WHAT TO PRODUCE:
Using the post "Don't Be Sick!" below, answer each question briefly.
(a) What was the writer's mom by profession?
(b) Which state was the writer's dad from?
(c) What does the writer say to call it instead of admitting online to being sick?

** Opening EXERCISE PASSAGE block **

Don't Be Sick!

One of the crazy-ass things about being online is that as soon as you mention anything, everyone has an opinion or--worse--advice. Even when it's the sort of thing you would never say to a veritable stranger in person, online people will tell you how to manage your cold, your kids, your shopping, and what medications to take or avoid, what politics you ought to practice and even which undies to wear. You didn't ask them for any of this help, you just happened to mention, in a casual way, that, say... you have a headache.

And not all of us have a convenient ferret to distract the advisors with.

And let's just forget that you're ever going to be able to adequately explain that as an adult who has managed to survive the world, to rise from the dirt-eating, bug-sampling, plant-nibbling, mud-puddle-dancing, nose-picking, zit-scratching yard-ape that you once were to become the alcohol-guzzling, pencil-nibbling, ink-jet-copy-sniffing, caffeine-addicted stress-monkey that you are today you've already tried pret-near every damned thing* that anyone is going to suggest, and a lot they won't. I mean, y'know, as a writer I've not only been there and done that, but I had to research it too, because if I ever write a scene that gets any of those things wrong I will hear as much about it as... well as if I'd casually mentioned that I had a cold on the internet. (Yes, I have had to research snot--my mom was a nurse--I've even been a medical school show-and-tell exhibit of childhood diseases. Such is the joy of growing up with a nurse-in-training: you get sick, you go to night school as Example 1.)

After a while I start to envision--possibly even to yearn for--those horrible Tom Brown's School Days/Ripping Yarns sorts of scenes in which the young school boy gets a hiding from the headmaster with nary a flinch but "Thank you, Sir, may I have another!" and a stiff upper lip. And you don't know if you're the school boy or the headmaster, but you're reasonably sure you prefer not to be the spankee and shall feel bruised and want to kill something when it's over.

So my advice to you, dear readers and possible aspiring writers is this: NEVER ADMIT TO THE INTARWEBZ THAT YOU'RE SICK! Let's just call it a tumor.

*"Pret-near every damned thing" is a Dad-ism: my multi-degreed dad was from Oklahoma and occasionally felt the need to prove it with very strange colloquialisms. And it came out "prit-neer ever damt thing." And you thought I was the strangest member of my family....


Mario Acevedo said…
Back in my day job, I used to call in sick with "eye problems." I couldn't see myself coming to work.
Goose said…
Hope your 'Tumor' is better. I know how they suck.

** Closing EXERCISE PASSAGE block **
** Opening EXTRACTED RECORDS block **

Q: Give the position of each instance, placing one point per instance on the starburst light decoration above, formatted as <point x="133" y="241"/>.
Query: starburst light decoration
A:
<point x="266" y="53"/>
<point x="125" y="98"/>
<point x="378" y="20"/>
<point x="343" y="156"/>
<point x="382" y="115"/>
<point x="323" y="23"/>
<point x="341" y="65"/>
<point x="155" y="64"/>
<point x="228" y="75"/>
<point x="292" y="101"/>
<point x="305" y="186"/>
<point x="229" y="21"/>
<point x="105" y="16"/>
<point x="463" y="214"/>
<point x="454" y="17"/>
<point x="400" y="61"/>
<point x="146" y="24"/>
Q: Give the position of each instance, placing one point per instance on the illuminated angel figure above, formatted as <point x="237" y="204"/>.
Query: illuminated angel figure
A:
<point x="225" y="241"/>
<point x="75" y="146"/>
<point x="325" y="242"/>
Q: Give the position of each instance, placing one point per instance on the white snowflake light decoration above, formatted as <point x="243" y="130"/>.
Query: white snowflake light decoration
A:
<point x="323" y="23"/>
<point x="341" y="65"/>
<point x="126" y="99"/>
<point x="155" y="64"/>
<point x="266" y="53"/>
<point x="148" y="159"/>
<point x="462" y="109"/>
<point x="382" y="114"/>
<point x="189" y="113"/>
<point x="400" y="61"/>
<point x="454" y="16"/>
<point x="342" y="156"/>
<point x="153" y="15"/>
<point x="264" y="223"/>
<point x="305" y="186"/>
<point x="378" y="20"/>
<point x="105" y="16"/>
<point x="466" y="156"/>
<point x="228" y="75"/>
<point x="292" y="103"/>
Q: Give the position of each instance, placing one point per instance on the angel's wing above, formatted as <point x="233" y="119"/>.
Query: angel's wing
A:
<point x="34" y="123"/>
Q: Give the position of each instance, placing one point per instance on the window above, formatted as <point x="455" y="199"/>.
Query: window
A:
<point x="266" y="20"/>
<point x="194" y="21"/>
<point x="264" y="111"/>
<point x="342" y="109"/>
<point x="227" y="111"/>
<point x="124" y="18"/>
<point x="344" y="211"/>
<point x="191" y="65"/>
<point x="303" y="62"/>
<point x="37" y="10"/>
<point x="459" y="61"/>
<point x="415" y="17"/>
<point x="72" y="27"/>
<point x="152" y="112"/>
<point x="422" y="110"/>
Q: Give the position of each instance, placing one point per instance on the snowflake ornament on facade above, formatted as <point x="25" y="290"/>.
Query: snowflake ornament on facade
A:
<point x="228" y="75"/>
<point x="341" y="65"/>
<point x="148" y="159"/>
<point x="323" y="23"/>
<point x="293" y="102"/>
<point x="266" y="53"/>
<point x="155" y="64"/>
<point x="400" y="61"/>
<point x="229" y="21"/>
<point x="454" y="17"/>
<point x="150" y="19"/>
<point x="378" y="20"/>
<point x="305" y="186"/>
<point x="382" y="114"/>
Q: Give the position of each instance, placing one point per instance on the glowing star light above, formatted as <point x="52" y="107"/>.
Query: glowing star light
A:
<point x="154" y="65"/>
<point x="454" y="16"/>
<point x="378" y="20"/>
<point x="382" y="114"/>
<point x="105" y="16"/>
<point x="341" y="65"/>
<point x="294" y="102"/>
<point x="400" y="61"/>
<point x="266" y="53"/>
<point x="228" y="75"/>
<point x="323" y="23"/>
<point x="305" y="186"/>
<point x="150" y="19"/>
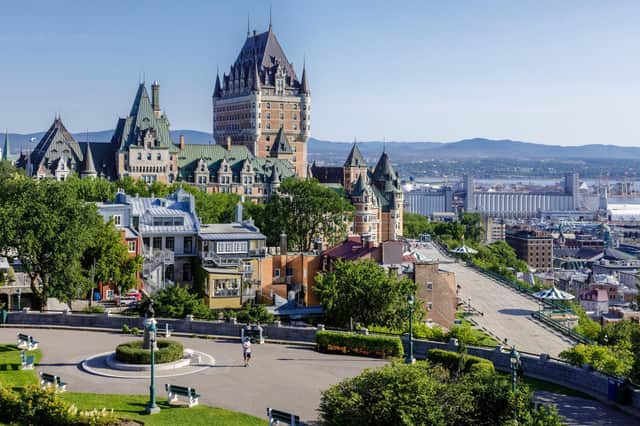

** Closing EXTRACTED RECORDS block **

EXERCISE RESPONSE:
(a) A nurse.
(b) Oklahoma.
(c) A tumor.